### Extracted text

Now after cleaning, the computer is having weird issues.

At first, the computer wouldn't turn on. Power is sent to the headphones noticeable by the headphone LED.
Then hours later it turned on, but it has constant crashing. When webcamming with a friend, or playing a video game, or watching youtube videos, or worse, nothing at all, the screen freezes.

The screen freezes, I turn the monitor off then on, and I see a green screen. A few seconds after the screen freezes, the computer freezes and I stop hearing music/audio etc. But not at the same time.
It has even crashed twice completely and rebooted itself, but the biggest issue is I can no longer rely on it during gaming due to this freeze issue.

All I did was spray 99% rubbing alcohol into the power supply, around the motherboard, and the graphics card to clean some dust off. I used a clean dish cloth to wick away excess rubbing alcohol.

I don't know if my graphics card is having an issue, because it once did give me an issue like this before. The graphics card has been known to give green screens sometimes, but I fixed that issue by taking the heatsink off the graphics card and cleaning it and re-applying thermal paste to the graphics card, the issue went away entirely.
But since the computer itself also freezes, I feel like it must be a power supply issue? Or I completely destroyed my motherboard?

Do you think it's just the graphics card issues coming back with vengeance? I will buy different rubbing alcohol, and take apart the graphics card and re-apply thermal paste again hoping that fixes the problem.

### Task directions
Please retype the whole post about the computer's problems after cleaning, word for word.

### Items
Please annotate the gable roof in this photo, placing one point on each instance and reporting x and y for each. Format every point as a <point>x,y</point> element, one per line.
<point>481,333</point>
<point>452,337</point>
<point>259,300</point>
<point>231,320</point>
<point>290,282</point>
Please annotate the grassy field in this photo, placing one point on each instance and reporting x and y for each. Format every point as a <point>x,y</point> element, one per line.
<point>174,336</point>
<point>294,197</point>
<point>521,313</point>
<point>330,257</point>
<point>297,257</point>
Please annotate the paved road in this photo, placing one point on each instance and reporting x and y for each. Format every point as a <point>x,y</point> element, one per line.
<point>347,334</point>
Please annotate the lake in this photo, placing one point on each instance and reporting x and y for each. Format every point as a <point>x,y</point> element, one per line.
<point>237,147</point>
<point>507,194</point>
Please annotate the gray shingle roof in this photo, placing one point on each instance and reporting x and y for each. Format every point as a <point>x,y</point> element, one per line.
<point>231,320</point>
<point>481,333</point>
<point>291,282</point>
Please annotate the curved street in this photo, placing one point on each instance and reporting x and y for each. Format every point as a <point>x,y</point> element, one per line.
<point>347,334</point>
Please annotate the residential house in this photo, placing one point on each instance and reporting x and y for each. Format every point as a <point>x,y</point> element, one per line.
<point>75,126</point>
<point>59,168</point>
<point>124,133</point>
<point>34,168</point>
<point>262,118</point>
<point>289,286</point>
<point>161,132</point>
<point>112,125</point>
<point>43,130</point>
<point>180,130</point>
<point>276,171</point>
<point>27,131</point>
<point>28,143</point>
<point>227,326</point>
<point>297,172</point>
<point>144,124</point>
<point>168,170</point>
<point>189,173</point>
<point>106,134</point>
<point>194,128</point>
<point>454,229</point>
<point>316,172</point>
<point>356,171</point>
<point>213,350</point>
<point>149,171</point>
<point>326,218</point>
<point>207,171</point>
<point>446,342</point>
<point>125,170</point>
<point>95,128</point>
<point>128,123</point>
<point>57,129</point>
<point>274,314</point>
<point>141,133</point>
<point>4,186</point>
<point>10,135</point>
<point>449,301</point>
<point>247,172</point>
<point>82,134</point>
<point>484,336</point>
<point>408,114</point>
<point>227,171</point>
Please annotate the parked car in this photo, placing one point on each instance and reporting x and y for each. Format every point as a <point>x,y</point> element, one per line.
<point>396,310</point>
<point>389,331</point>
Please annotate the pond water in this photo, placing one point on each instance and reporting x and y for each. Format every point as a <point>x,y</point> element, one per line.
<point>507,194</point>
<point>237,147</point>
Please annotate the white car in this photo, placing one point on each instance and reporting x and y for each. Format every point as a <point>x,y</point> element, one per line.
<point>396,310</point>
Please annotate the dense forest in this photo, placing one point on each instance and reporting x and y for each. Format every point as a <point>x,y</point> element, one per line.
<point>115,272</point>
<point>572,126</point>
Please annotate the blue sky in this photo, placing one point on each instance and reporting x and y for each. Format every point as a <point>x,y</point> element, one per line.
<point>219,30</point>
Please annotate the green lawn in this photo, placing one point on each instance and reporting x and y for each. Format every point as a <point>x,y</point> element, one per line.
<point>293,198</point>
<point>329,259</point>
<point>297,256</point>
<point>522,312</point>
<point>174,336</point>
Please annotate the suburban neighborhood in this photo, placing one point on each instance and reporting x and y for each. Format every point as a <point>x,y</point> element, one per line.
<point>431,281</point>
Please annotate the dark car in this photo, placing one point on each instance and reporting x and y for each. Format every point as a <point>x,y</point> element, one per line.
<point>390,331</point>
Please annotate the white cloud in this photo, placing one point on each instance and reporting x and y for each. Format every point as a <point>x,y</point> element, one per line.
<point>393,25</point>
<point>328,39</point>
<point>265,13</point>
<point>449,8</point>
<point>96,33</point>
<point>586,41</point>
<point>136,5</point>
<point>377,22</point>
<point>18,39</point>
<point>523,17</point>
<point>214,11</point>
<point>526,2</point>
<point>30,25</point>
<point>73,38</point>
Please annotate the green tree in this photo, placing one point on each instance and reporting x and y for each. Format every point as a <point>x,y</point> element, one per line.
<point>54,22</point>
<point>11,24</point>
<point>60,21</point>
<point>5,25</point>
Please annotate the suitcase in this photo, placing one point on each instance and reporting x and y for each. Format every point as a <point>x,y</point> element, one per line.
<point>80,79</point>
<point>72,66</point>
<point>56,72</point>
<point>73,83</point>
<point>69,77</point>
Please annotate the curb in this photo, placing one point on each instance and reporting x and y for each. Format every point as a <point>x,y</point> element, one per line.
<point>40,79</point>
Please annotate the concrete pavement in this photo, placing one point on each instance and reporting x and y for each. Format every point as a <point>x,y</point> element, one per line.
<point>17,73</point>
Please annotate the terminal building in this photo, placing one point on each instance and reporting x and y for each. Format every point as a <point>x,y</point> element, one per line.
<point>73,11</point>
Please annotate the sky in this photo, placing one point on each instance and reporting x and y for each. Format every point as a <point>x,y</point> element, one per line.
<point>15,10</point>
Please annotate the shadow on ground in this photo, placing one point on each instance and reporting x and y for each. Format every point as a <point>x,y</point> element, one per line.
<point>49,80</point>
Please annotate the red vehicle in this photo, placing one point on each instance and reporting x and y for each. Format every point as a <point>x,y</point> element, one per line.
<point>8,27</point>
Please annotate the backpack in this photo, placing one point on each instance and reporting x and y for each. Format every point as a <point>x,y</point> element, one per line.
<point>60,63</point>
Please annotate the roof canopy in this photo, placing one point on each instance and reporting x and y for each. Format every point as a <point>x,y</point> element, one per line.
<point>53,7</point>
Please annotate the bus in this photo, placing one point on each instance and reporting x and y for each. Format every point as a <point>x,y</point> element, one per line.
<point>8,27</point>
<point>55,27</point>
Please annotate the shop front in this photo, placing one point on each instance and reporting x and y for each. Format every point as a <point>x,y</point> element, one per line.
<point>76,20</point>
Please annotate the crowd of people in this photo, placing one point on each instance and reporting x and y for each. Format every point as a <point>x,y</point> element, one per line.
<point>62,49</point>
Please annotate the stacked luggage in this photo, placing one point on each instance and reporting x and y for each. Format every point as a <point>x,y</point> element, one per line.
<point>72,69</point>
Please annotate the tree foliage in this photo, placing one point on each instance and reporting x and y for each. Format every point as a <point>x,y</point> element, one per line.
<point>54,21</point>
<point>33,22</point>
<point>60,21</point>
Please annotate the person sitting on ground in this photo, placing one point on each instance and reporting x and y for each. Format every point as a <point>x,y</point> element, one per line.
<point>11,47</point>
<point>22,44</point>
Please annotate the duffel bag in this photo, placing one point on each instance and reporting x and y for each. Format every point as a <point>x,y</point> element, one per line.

### Answer to the problem
Now after cleaning, the computer is having weird issues.

At first, the computer wouldn't turn on. Power is sent to the headphones noticeable by the headphone LED.
Then hours later it turned on, but it has constant crashing. When webcamming with a friend, or playing a video game, or watching youtube videos, or worse, nothing at all, the screen freezes.

The screen freezes, I turn the monitor off then on, and I see a green screen. A few seconds after the screen freezes, the computer freezes and I stop hearing music/audio etc. But not at the same time.
It has even crashed twice completely and rebooted itself, but the biggest issue is I can no longer rely on it during gaming due to this freeze issue.

All I did was spray 99% rubbing alcohol into the power supply, around the motherboard, and the graphics card to clean some dust off. I used a clean dish cloth to wick away excess rubbing alcohol.

I don't know if my graphics card is having an issue, because it once did give me an issue like this before. The graphics card has been known to give green screens sometimes, but I fixed that issue by taking the heatsink off the graphics card and cleaning it and re-applying thermal paste to the graphics card, the issue went away entirely.
But since the computer itself also freezes, I feel like it must be a power supply issue? Or I completely destroyed my motherboard?

Do you think it's just the graphics card issues coming back with vengeance? I will buy different rubbing alcohol, and take apart the graphics card and re-apply thermal paste again hoping that fixes the problem.